__TASK TO COMPLETE__.
Reproduce the part of the records that opens with the line containing "Where in this drawing can the green" and closes with the line containing "0,223 -> 389,307", including the requests, and add -136 to every bounding-box coordinate in the answers.

__EXERCISE INPUT__.
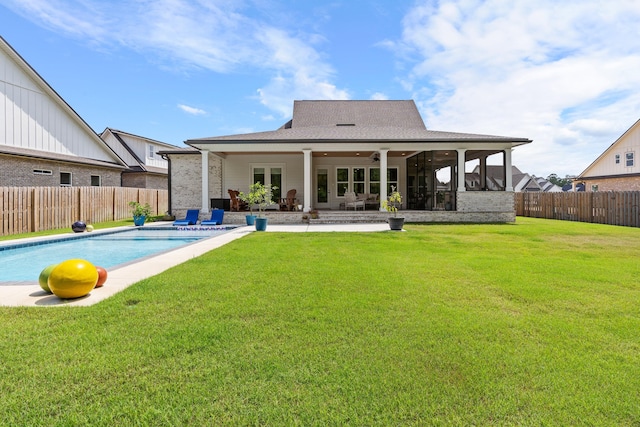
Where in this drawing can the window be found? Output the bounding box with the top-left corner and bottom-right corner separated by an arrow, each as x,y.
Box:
387,168 -> 399,194
336,168 -> 349,197
625,151 -> 633,167
336,167 -> 398,197
369,168 -> 380,194
353,168 -> 365,194
60,172 -> 71,187
251,166 -> 283,202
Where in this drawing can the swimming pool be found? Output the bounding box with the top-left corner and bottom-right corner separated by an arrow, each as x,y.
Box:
0,226 -> 233,282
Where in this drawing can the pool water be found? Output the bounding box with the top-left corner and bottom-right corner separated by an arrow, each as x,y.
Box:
0,227 -> 231,282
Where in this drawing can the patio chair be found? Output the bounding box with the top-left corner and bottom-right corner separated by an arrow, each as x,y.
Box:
344,191 -> 364,211
200,209 -> 224,225
227,190 -> 248,212
279,189 -> 296,211
173,209 -> 200,225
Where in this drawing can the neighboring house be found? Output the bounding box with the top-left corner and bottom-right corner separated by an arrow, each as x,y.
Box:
163,100 -> 531,222
466,165 -> 562,193
0,37 -> 127,187
573,116 -> 640,191
100,128 -> 178,190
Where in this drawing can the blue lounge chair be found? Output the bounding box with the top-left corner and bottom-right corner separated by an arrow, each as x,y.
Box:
200,209 -> 224,225
173,209 -> 200,225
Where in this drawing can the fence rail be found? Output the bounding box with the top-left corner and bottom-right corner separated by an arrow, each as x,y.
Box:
0,187 -> 169,236
516,191 -> 640,227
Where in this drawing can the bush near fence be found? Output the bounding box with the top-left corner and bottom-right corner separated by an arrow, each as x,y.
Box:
0,187 -> 169,236
515,191 -> 640,227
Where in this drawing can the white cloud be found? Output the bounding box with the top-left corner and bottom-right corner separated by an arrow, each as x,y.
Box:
370,92 -> 389,101
178,104 -> 207,116
386,0 -> 640,176
1,0 -> 348,116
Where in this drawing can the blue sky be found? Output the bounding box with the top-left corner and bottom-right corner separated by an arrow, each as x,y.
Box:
0,0 -> 640,177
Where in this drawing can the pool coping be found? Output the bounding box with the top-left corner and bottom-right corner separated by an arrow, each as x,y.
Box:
0,222 -> 389,307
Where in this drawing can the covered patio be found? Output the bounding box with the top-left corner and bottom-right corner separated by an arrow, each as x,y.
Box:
164,101 -> 531,222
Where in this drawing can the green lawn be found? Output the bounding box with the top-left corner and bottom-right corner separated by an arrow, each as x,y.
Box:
0,218 -> 640,426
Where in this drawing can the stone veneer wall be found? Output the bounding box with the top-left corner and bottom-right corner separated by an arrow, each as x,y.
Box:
122,172 -> 169,190
169,153 -> 224,218
456,191 -> 516,222
584,176 -> 640,191
0,155 -> 121,187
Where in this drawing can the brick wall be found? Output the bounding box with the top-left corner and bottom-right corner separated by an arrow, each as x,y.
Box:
0,155 -> 120,187
456,191 -> 516,214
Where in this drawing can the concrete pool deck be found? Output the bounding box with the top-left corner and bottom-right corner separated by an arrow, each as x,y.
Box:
0,223 -> 389,307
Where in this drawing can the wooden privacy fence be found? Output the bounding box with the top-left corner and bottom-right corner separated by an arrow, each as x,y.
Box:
516,191 -> 640,227
0,187 -> 169,236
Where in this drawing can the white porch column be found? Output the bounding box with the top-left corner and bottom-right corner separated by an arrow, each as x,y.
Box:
378,148 -> 388,212
302,148 -> 312,212
504,148 -> 513,191
480,156 -> 487,190
456,148 -> 467,191
200,150 -> 209,213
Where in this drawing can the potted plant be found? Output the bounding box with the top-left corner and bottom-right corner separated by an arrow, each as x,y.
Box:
238,189 -> 259,225
382,186 -> 404,231
238,182 -> 278,231
129,202 -> 151,227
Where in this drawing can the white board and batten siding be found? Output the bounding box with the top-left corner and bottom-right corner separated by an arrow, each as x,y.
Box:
0,39 -> 118,163
581,120 -> 640,177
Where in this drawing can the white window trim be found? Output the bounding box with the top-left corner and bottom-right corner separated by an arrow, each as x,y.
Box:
333,165 -> 400,199
624,151 -> 636,168
60,171 -> 73,187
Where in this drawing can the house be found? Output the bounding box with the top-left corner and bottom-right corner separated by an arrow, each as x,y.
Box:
162,100 -> 531,222
100,128 -> 178,190
466,165 -> 562,193
0,37 -> 127,187
573,120 -> 640,191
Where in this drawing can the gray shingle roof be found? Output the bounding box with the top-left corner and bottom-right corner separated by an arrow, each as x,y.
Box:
291,101 -> 426,129
186,101 -> 531,144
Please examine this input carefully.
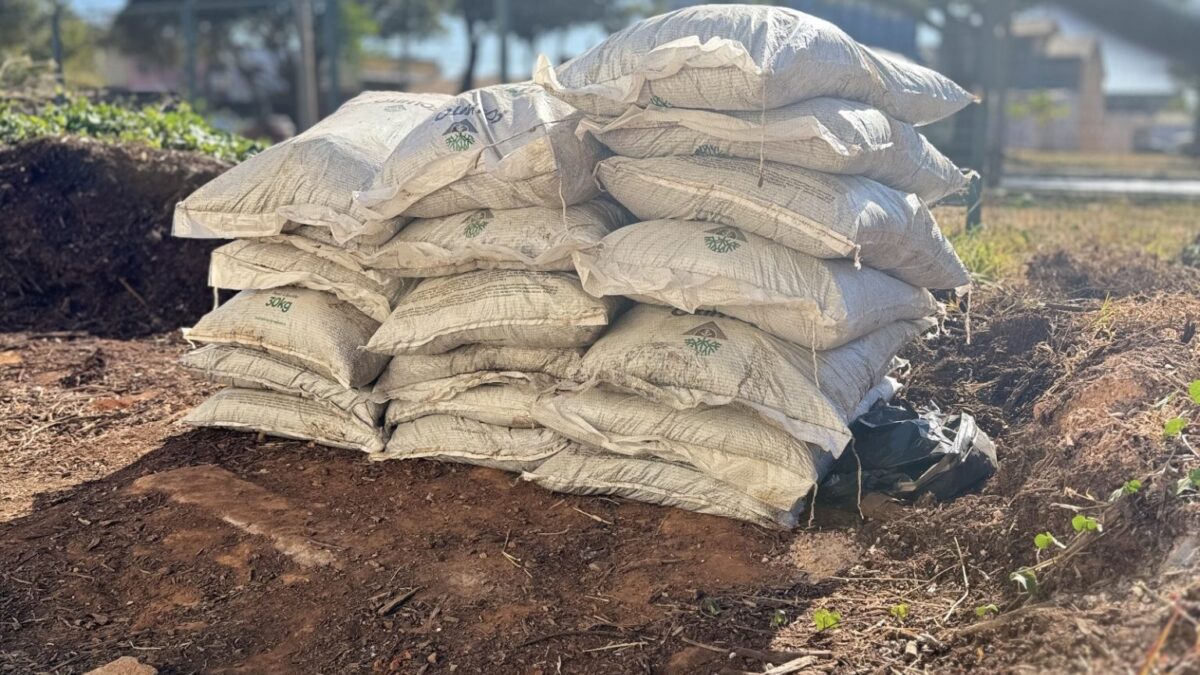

__EXERCISE OUTPUT__.
Where in this drawing can the green lawn be found? Output the bounding box with the top-left corner and bottom-right corner separated by an arrow, each as x,y.
Box:
-136,82 -> 504,290
Where in this drawing can the stone veneer wall be found? Output the bounding box with the top-left corner and bottom-right corner separated by an arrow, each as x,y.
Box:
-14,36 -> 33,54
33,17 -> 88,82
320,55 -> 380,86
448,40 -> 504,55
-136,19 -> -15,51
Where in this drawing can the brick wall be found? Output the bounding box with the top-left corner and bottom-right corner separated by an arrow, each as x,y.
Box:
-136,19 -> -16,51
320,55 -> 380,78
Where in this drawing can the concrete pool deck be found? Output the bounding box with the top-left corner and bottom-right corner separated by an arrow, each as x,y.
Box:
-136,87 -> 253,171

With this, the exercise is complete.